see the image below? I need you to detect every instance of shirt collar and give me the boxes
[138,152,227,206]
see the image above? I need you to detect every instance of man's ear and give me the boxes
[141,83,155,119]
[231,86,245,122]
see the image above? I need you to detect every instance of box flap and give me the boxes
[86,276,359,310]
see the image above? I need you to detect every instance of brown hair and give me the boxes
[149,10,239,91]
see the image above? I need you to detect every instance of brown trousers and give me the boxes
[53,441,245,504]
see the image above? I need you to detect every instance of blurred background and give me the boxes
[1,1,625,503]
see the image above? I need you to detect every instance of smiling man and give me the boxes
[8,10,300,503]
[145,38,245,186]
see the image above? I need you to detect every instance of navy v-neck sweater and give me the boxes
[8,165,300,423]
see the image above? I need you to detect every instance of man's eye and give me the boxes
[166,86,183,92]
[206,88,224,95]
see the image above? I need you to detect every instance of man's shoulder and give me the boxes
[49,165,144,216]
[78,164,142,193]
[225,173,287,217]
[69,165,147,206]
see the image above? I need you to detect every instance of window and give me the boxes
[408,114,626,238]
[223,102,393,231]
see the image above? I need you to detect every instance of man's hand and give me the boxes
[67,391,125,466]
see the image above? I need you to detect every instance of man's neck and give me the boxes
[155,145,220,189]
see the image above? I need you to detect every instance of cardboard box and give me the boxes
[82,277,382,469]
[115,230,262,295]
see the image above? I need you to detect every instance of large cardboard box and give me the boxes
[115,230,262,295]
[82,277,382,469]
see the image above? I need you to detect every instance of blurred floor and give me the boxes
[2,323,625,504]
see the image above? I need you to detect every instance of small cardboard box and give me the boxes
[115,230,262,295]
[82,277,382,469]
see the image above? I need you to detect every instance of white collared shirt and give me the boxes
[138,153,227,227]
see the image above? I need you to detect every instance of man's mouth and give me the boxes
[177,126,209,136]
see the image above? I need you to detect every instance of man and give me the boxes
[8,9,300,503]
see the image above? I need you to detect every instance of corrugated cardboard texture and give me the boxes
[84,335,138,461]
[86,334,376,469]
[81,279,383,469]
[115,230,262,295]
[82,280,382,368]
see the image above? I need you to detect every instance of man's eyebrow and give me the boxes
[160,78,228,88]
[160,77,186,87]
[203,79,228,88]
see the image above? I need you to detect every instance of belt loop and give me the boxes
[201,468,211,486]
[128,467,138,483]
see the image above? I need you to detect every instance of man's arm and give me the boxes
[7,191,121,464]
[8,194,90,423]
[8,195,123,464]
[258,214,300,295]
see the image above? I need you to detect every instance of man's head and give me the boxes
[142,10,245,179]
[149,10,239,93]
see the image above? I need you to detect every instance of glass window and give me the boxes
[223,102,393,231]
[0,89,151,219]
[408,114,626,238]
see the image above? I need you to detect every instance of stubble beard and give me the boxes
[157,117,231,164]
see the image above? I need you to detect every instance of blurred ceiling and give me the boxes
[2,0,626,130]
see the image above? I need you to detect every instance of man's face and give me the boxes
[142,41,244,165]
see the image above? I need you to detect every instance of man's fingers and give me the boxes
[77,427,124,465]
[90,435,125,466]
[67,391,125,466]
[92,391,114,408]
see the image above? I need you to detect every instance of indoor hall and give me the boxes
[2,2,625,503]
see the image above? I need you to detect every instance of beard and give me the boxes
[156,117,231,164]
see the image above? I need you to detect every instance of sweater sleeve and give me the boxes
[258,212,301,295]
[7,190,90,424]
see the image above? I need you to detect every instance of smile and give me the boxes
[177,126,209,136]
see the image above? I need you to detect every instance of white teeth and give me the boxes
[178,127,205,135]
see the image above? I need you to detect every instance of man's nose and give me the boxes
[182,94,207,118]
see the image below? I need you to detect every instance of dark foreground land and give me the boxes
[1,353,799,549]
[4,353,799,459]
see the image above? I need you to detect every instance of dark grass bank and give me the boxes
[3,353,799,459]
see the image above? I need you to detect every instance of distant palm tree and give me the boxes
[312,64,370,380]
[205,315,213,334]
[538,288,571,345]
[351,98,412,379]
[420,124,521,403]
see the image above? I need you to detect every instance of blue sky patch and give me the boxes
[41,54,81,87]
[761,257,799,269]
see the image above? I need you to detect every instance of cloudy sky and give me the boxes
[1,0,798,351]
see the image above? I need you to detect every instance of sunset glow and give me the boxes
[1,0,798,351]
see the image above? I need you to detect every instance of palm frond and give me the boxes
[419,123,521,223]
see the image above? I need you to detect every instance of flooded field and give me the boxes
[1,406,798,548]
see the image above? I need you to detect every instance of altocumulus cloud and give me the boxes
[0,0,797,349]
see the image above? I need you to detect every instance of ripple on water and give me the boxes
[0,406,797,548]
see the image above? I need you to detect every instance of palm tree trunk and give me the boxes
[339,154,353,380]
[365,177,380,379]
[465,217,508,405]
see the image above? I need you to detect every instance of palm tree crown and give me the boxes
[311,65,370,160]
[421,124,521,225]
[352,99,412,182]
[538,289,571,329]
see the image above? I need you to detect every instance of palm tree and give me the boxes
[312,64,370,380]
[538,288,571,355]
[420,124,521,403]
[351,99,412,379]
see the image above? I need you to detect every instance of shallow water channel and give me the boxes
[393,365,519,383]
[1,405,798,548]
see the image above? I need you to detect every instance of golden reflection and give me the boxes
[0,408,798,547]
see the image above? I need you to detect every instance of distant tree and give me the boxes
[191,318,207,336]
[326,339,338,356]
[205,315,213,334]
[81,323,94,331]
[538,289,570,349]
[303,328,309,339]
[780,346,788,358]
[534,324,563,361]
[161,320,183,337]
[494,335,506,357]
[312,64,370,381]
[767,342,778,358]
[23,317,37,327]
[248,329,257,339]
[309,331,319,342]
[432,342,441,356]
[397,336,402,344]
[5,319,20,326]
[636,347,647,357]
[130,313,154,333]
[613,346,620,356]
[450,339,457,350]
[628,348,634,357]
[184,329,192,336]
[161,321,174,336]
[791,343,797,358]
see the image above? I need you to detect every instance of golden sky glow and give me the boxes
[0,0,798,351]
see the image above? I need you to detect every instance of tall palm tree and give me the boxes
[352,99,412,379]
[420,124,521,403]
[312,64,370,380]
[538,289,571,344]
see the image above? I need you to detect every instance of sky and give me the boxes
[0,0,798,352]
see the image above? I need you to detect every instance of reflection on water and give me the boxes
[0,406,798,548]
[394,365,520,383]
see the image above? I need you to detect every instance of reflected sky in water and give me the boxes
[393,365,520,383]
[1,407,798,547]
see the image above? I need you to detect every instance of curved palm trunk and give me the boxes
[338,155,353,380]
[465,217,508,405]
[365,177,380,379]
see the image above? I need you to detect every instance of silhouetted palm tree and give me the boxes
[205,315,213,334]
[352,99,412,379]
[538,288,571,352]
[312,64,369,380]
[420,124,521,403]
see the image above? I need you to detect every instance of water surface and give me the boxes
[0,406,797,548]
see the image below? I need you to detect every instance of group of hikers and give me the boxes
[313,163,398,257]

◇ ◇ ◇ ◇ ◇

> [Directions for this task]: Would you set down the full listing exactly as it reads?

> [Task response]:
see the image below? I need you to detect every instance of shirt collar and give me the boxes
[138,152,227,206]
see the image above? I need you to detect every instance of man's ear and give me the boxes
[141,83,155,119]
[231,86,245,122]
see the image above? I need you to detect every instance of box flap and give me the boxes
[86,276,359,310]
see the image above? I need you to detect every instance of brown hair and give me the boxes
[149,10,239,91]
see the image above? I need you to detect every instance of brown trousers and give me the boxes
[53,441,245,504]
see the image above? I need you to detect every instance of blurred background and give me the boxes
[1,1,625,503]
see the image above? I need you to detect every instance of smiling man and give me the boxes
[8,10,300,503]
[145,38,245,186]
see the image above? I need you to detect every instance of navy v-neck sweater and give me the boxes
[8,165,300,423]
see the image above? I need you to detect every instance of man's eye and give me the boxes
[166,86,183,92]
[206,88,224,95]
see the image above? I need you to detect every instance of man's shoulder and give me the boxes
[49,165,144,216]
[78,164,142,193]
[225,173,287,217]
[69,165,147,206]
see the image above? I need you to detect every instance of window and give me the boxes
[408,114,626,238]
[223,102,393,231]
see the image above? I need you to detect every instance of man's hand and give me the boxes
[67,391,125,466]
see the image above? I need you to detect every instance of man's neck and give me the boxes
[155,145,220,189]
see the image above? I need you to detect every instance of cardboard box and give me the boxes
[82,277,382,469]
[115,230,262,295]
see the image above? I need you to detect every instance of large cardboard box and give me the boxes
[115,230,262,295]
[82,277,382,469]
see the image above? I need you to detect every instance of blurred floor and give me the boxes
[2,323,625,504]
see the image above? I need you to detect every instance of small cardboard box and give me the boxes
[115,230,262,295]
[82,277,382,469]
see the image above? I need you to detect every instance of white collared shirt and give me the boxes
[138,153,227,227]
see the image above? I need you to detect every instance of man's mouth and give me the boxes
[177,126,209,136]
see the image above? I need you to detect every instance of man and give me the boxes
[8,9,300,503]
see the image above? I need you to detect every instance of corrugated cardboard texture and give me the boxes
[84,335,138,461]
[86,334,376,469]
[81,279,383,469]
[115,230,262,295]
[82,280,382,368]
see the image above? I need you to detect every instance of man's eyebrow and give me the boxes
[160,78,228,88]
[160,77,186,87]
[203,79,228,88]
see the image above? I need you to detect every instance of belt loop and give me the boxes
[201,468,211,486]
[128,467,138,483]
see the image above? I need you to detect every instance of man's arm and give me the boxes
[7,191,121,464]
[8,194,90,423]
[8,195,123,464]
[258,214,300,295]
see the image above? I need you to detect every instance of man's head and give me the boxes
[142,10,245,179]
[149,10,239,93]
see the image above? I need you to detect every instance of glass window and give me the boxes
[223,102,393,231]
[0,89,151,219]
[408,114,626,238]
see the image above? I need you to detect every instance of stubble beard and give me the boxes
[157,117,231,164]
see the image above? I need you to detect every instance of blurred ceiling and give me the boxes
[2,0,626,130]
see the image above? I need you to detect every instance of man's face and give me the boxes
[142,41,244,165]
see the image above? I need you to detect every instance of man's fingers and give me the boxes
[77,427,124,465]
[90,435,125,466]
[67,391,125,466]
[92,391,114,408]
see the image above? I need you to detect every instance of indoor hall and give me the boxes
[2,2,625,503]
see the image above? I need you to detect every instance of beard and give me the boxes
[156,117,231,164]
see the image above? I need you to detect every instance of sweater sleeve and give me the boxes
[258,212,301,295]
[7,190,90,424]
see the image above? I need you to detect every instance of smile and give me the boxes
[177,126,209,136]
see the image above? I need you to detect every instance of white teeth and give me the boxes
[178,127,205,135]
see the image above? I need you to detect every instance of man's nose and give me the boxes
[182,94,207,118]
see the image below? I need you to detect every instance of dark foreground land and give me the boxes
[1,353,799,549]
[4,353,799,459]
see the image above? I need you to detect every instance of dark grass bank and give me the boxes
[3,353,799,459]
see the image above? I need you to detect every instance of distant palm tree and give me the boxes
[312,64,370,380]
[205,315,213,334]
[538,288,571,345]
[351,98,412,379]
[420,124,521,403]
see the image above? I need you to detect every instance of blue sky patch and give me the boxes
[41,54,81,87]
[761,257,799,269]
see the image above? I need you to detect every instance of cloudy sky and give me the boxes
[1,0,798,351]
see the image above? I need you to detect every instance of sunset glow and give me the boxes
[1,0,798,351]
see the image above? I need you to detect every instance of palm frond and give me the boxes
[419,123,521,223]
see the image above? I need you to detect every instance of flooded field and give me the boxes
[1,406,798,548]
see the image above? I need you to detect every instance of altocumulus cloud and give me the boxes
[0,0,797,349]
see the image above? I need you to detect every instance of ripple on water and give me the boxes
[0,406,797,548]
see the image above? I need you to detect every instance of palm tree trunk and give me the boxes
[339,154,353,380]
[365,177,380,379]
[465,217,508,405]
see the image above? I need you to detect every instance of palm tree crown and give me the boxes
[311,65,370,160]
[421,124,521,225]
[352,99,412,182]
[538,289,571,329]
see the image above? I need you to detect every instance of palm tree and give me the boxes
[312,64,370,380]
[538,288,571,355]
[420,124,521,403]
[351,99,412,379]
see the image above? I need you to detect every instance of shallow water channel and give me the boxes
[393,365,519,383]
[1,405,798,548]
see the image above? I need you to detect every instance of golden reflection and give me the boxes
[0,408,798,547]
see the image above? I need you to detect every instance of distant tree and give me the boxes
[191,318,207,336]
[326,339,338,356]
[205,315,213,334]
[81,323,94,331]
[538,289,570,349]
[303,328,309,339]
[780,346,788,358]
[534,324,563,361]
[161,320,183,337]
[494,335,506,357]
[312,64,370,381]
[767,342,778,358]
[23,317,37,327]
[248,329,257,339]
[309,331,319,342]
[432,342,441,356]
[397,336,402,344]
[5,319,20,326]
[636,347,647,357]
[130,313,154,333]
[613,346,620,356]
[450,339,457,350]
[628,348,634,357]
[184,329,192,336]
[161,321,174,336]
[791,343,797,358]
see the image above? I need you to detect every instance of golden sky glow and give me the boxes
[0,0,798,351]
see the image above? I need you to detect every instance of tall palm tree and give me the boxes
[352,99,412,379]
[420,124,521,403]
[312,64,370,380]
[538,289,571,344]
see the image above? I need you to detect every instance of sky and give me the boxes
[0,0,798,352]
see the image above? I need you to detect every instance of reflection on water and give me the boxes
[0,406,798,548]
[394,365,520,383]
see the image above? I need you to detect every instance of reflected sky in water and give me the boxes
[393,365,520,383]
[1,407,798,547]
see the image above? I need you to detect every instance of curved palm trunk and give me the boxes
[338,155,353,380]
[465,217,508,405]
[365,177,380,379]
see the image above? I need you to detect every instance of silhouetted palm tree and give me the boxes
[205,315,213,334]
[352,99,412,379]
[538,288,571,352]
[312,64,369,380]
[420,124,521,403]
see the image above? I need you to detect every instance of water surface and give me the boxes
[0,406,797,548]
see the image below? I need you to detect every instance of group of hikers and give me the boxes
[313,163,398,257]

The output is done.